─── Texto fornecido

Eu tive minha internet cortada por falta de pagamento (estou sem receber a “carga dobrada” da SEMED/Manaus desde fevereiro e, por isso, não consegui pagar algumas contas) e tive que “me virar” para conseguir fazer minha frequência e me comunicar com o grupo whatsapp dos pais (porque senão sou cobrada pela gestão da escola). Em síntese, não temos condições de trabalho para isso!


Além de tudo isso, não temos mais tempo de trabalho determinado. Antes, no sistema de aulas presenciais, tínhamos que trabalhar (quem trabalha 40h) 4 horas pela manhã e 4 horas à tarde. Atualmente, trabalhamos 24h por dia, pois muitos pais e responsáveis pelas crianças enviam mensagens nos grupos e nas mensagens privadas a qualquer hora. Muitos alegam não ter acesso a internet a todo momento porque trabalham o dia inteiro e só tem tempo à noite. Nosso tempo de trabalho se tornou indeterminado. Pensando nas dificuldades que as famílias enfrentam, atendemos a todos a qualquer momento do dia, mesmo que isso seja extremamente cansativo. Não temos mais descanso!

──────
─── Conjunto de dados

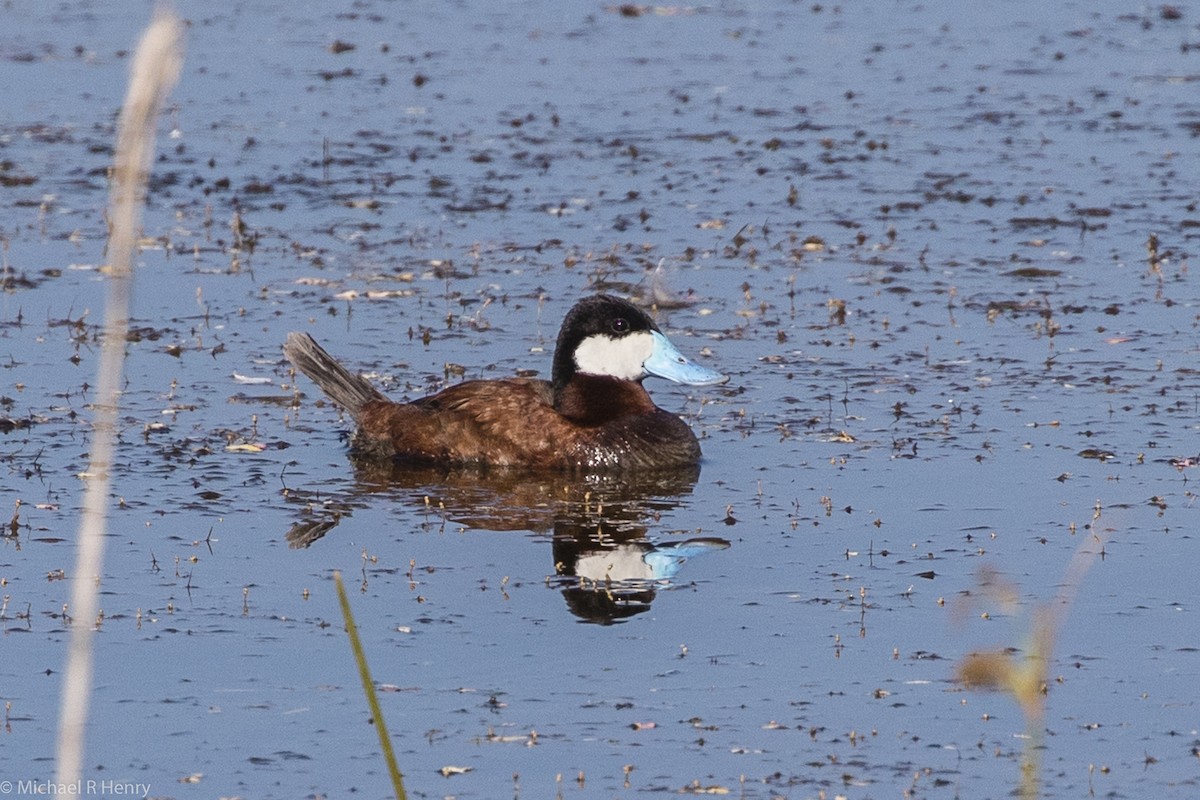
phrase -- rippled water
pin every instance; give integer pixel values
(943, 253)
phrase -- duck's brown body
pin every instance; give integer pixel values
(580, 421)
(514, 423)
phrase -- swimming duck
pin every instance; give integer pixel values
(593, 414)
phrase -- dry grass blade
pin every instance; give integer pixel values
(155, 71)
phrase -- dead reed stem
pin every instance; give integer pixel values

──────

▶ O que fazer
Reproduza palavra por palavra o relato completo, apresentado acima, sobre as condições de trabalho.

▶ Resposta esperada
Eu tive minha internet cortada por falta de pagamento (estou sem receber a “carga dobrada” da SEMED/Manaus desde fevereiro e, por isso, não consegui pagar algumas contas) e tive que “me virar” para conseguir fazer minha frequência e me comunicar com o grupo whatsapp dos pais (porque senão sou cobrada pela gestão da escola). Em síntese, não temos condições de trabalho para isso!


Além de tudo isso, não temos mais tempo de trabalho determinado. Antes, no sistema de aulas presenciais, tínhamos que trabalhar (quem trabalha 40h) 4 horas pela manhã e 4 horas à tarde. Atualmente, trabalhamos 24h por dia, pois muitos pais e responsáveis pelas crianças enviam mensagens nos grupos e nas mensagens privadas a qualquer hora. Muitos alegam não ter acesso a internet a todo momento porque trabalham o dia inteiro e só tem tempo à noite. Nosso tempo de trabalho se tornou indeterminado. Pensando nas dificuldades que as famílias enfrentam, atendemos a todos a qualquer momento do dia, mesmo que isso seja extremamente cansativo. Não temos mais descanso!